Object position labeling entries:
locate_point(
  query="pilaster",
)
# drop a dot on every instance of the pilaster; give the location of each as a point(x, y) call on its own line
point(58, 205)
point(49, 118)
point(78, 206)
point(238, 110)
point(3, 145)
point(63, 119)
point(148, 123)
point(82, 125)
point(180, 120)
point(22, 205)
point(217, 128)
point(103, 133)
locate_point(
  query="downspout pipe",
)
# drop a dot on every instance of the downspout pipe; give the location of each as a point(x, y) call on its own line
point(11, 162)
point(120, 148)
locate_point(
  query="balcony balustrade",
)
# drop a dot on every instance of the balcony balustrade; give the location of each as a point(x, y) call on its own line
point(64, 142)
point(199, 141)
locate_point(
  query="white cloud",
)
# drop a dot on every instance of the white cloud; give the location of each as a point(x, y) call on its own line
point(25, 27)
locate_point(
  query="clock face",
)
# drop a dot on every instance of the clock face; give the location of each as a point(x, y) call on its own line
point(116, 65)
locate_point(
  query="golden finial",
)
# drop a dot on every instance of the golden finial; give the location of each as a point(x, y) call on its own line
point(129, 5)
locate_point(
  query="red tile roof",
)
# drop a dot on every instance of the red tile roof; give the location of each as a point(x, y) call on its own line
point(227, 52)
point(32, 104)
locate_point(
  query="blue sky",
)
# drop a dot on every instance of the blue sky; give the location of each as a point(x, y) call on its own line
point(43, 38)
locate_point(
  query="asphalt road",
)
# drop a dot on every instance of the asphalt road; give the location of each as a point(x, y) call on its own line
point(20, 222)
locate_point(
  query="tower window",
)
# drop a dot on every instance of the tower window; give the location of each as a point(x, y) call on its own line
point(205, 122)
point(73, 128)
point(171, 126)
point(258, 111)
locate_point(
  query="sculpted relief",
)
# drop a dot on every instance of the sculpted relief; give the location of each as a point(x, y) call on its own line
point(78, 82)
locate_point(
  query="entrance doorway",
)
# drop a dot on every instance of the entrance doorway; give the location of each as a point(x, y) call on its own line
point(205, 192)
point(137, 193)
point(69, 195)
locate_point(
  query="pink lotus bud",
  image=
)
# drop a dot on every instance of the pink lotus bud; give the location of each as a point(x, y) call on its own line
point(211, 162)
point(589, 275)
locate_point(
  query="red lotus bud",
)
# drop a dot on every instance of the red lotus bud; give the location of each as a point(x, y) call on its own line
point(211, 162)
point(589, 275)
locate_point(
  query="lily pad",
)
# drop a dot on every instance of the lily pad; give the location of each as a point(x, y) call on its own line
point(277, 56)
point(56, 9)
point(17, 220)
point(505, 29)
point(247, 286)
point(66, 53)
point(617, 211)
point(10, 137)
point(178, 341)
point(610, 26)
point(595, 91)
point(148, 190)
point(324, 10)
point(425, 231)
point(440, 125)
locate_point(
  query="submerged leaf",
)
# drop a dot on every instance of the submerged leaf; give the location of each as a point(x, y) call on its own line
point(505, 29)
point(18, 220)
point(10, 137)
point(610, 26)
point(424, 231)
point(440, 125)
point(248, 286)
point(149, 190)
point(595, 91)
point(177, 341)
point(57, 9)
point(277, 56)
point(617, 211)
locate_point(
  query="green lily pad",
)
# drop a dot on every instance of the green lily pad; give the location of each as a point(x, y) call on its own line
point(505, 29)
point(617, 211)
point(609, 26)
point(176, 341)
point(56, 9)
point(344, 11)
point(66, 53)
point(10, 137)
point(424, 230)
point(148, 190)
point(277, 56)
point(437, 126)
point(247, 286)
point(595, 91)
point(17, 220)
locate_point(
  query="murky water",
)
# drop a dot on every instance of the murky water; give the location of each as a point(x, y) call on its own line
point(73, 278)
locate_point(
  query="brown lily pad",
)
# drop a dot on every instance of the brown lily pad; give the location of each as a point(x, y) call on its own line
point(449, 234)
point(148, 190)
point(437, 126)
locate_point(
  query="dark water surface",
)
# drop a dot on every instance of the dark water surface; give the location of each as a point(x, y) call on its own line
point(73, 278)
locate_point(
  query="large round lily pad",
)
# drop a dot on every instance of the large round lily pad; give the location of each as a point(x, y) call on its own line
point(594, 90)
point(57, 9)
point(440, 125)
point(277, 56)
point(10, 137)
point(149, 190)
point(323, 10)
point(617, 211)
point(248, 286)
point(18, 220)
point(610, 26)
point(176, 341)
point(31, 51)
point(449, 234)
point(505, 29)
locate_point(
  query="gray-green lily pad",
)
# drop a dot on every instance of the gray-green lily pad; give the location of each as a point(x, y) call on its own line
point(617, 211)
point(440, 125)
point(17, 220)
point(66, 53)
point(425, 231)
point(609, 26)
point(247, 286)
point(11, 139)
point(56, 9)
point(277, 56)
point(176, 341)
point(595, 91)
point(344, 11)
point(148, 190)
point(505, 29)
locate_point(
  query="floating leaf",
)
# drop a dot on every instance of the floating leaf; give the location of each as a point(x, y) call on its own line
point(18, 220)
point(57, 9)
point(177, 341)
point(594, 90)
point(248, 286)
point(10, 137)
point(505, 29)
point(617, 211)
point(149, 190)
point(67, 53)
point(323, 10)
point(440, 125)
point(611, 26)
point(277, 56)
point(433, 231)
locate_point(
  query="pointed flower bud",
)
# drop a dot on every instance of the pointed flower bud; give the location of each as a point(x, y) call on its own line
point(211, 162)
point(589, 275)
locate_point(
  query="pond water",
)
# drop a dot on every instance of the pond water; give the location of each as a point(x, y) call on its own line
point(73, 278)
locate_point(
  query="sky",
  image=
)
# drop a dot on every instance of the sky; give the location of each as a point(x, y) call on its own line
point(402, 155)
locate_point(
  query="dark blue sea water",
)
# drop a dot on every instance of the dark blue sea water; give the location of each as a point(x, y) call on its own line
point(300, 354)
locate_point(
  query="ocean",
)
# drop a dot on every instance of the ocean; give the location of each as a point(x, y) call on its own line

Task details:
Set down the listing above in full, please, exactly as it appears.

The result:
locate_point(
  query="pilaster",
)
# drop a dot on every instance of the pilaster; give the location of each as a point(x, y) call on its own line
point(58, 205)
point(49, 118)
point(78, 206)
point(238, 110)
point(3, 145)
point(63, 119)
point(148, 123)
point(82, 125)
point(180, 120)
point(22, 205)
point(217, 128)
point(103, 133)
locate_point(
  query="downspout pipe",
)
# drop a dot on every instance of the downspout pipe; give the location of each as a point(x, y) call on its own line
point(11, 162)
point(120, 148)
locate_point(
  query="balcony balustrade",
)
# drop a dot on every instance of the balcony balustrade; give the location of each as a point(x, y) call on its own line
point(64, 142)
point(199, 141)
locate_point(
  query="white cloud",
)
# drop a dot on every instance of the white cloud; give the location of each as a point(x, y) call on its own line
point(25, 27)
locate_point(
  query="clock face",
)
# drop a dot on every instance of the clock face; give the location of each as a point(x, y) call on its own line
point(116, 65)
locate_point(
  query="golden finial",
)
# drop a dot on every instance of the golden finial; give the location of each as a point(x, y) call on its own line
point(129, 5)
locate_point(
  query="red tile roof",
)
# drop a dot on every instance of the red tile roof; give the location of each as a point(x, y) call on its own line
point(227, 52)
point(32, 104)
locate_point(
  query="blue sky",
)
# drop a dot on every instance of the blue sky; give the location of each as a point(x, y) call on its own line
point(43, 38)
locate_point(
  query="asphalt road",
)
# drop a dot on every instance of the asphalt road; give the location of each as a point(x, y) call on its own line
point(20, 222)
locate_point(
  query="tower window",
)
# drop a dot on every instance of the tower window; give the location of each as a point(x, y) call on its own line
point(205, 122)
point(73, 128)
point(171, 126)
point(258, 111)
locate_point(
  query="sculpted relief",
)
# drop a dot on every instance of the sculpted relief; give the location of each as a point(x, y) call on its own line
point(78, 82)
locate_point(
  query="entrance doorway",
)
# drop a dot on every instance of the entrance doorway; give the location of each as a point(x, y) call on its own line
point(205, 192)
point(137, 193)
point(69, 195)
locate_point(
  query="pink lotus bud",
  image=
)
# drop a dot on every instance of the pink lotus bud; give the location of each as a point(x, y) call on its own line
point(211, 162)
point(589, 275)
locate_point(
  query="red lotus bud",
)
# drop a dot on every instance of the red lotus bud; give the location of each as a point(x, y) call on its own line
point(211, 162)
point(589, 275)
locate_point(
  query="lily pad",
)
# drop a dot on every instance of the lily pad; give the location of each as a point(x, y) call on its own line
point(277, 56)
point(56, 9)
point(17, 220)
point(505, 29)
point(247, 286)
point(66, 53)
point(617, 211)
point(10, 137)
point(178, 341)
point(610, 26)
point(595, 91)
point(148, 190)
point(324, 10)
point(425, 231)
point(440, 125)
locate_point(
  query="submerged leaf",
)
# drop a dot on every instance of the submerged leaf; give the location of each as a point(x, y) call on its own line
point(505, 29)
point(18, 220)
point(10, 137)
point(610, 26)
point(424, 231)
point(440, 125)
point(248, 286)
point(149, 190)
point(595, 91)
point(177, 341)
point(57, 9)
point(277, 56)
point(617, 211)
locate_point(
  query="green lily pad",
)
# drop a dot on every instance of the green lily pad; give the location of each as a point(x, y) call on its own line
point(505, 29)
point(617, 211)
point(609, 26)
point(176, 341)
point(56, 9)
point(344, 11)
point(66, 53)
point(10, 137)
point(424, 230)
point(148, 190)
point(277, 56)
point(437, 126)
point(247, 286)
point(595, 91)
point(17, 220)
locate_point(
  query="murky water",
)
# drop a dot on every instance of the murky water; give the location of each as a point(x, y) call on its own line
point(73, 278)
locate_point(
  query="brown lily pad",
)
# drop a dot on every instance of the brown lily pad; give the location of each as a point(x, y) call on its own line
point(449, 234)
point(148, 190)
point(437, 126)
locate_point(
  query="dark water surface",
)
# drop a dot on every instance of the dark water surface; give the location of each as a point(x, y) call on its own line
point(73, 278)
locate_point(
  query="large round lily pad",
)
# drop a dot on every instance of the large round lily pad; give the location of each as a point(x, y) call on its own line
point(594, 90)
point(57, 9)
point(440, 125)
point(277, 56)
point(10, 137)
point(149, 190)
point(323, 10)
point(617, 211)
point(248, 286)
point(18, 220)
point(610, 26)
point(176, 341)
point(31, 51)
point(449, 234)
point(505, 29)
locate_point(
  query="gray-green lily pad",
)
# drop a dot on every instance of the gray-green lily pad; give the location of each as a point(x, y) call on its own line
point(617, 211)
point(440, 125)
point(17, 220)
point(66, 53)
point(425, 231)
point(609, 26)
point(247, 286)
point(11, 139)
point(56, 9)
point(277, 56)
point(176, 341)
point(595, 91)
point(344, 11)
point(148, 190)
point(505, 29)
locate_point(
  query="floating leaf",
)
# drop a dot on every instance of the floating leaf; give the location of each as a point(x, y) call on its own line
point(18, 220)
point(57, 9)
point(177, 341)
point(594, 90)
point(248, 286)
point(10, 137)
point(505, 29)
point(617, 211)
point(149, 190)
point(67, 53)
point(323, 10)
point(440, 125)
point(611, 26)
point(277, 56)
point(433, 231)
locate_point(
  query="pointed flower bud",
)
# drop a dot on every instance of the pointed flower bud; give the location of each as a point(x, y) call on its own line
point(211, 162)
point(589, 275)
locate_point(
  query="pond water",
)
# drop a dot on every instance of the pond water; give the location of each as a point(x, y) call on its own line
point(73, 278)
locate_point(
  query="sky",
  image=
)
# drop a dot on every instance of the sky; give the location of each as a point(x, y) call on its own line
point(402, 155)
locate_point(
  query="dark blue sea water",
)
# drop a dot on every instance of the dark blue sea water; give the location of each as a point(x, y) call on its own line
point(300, 354)
locate_point(
  query="ocean",
)
# drop a dot on every instance of the ocean; give the location of each as a point(x, y) call on its own line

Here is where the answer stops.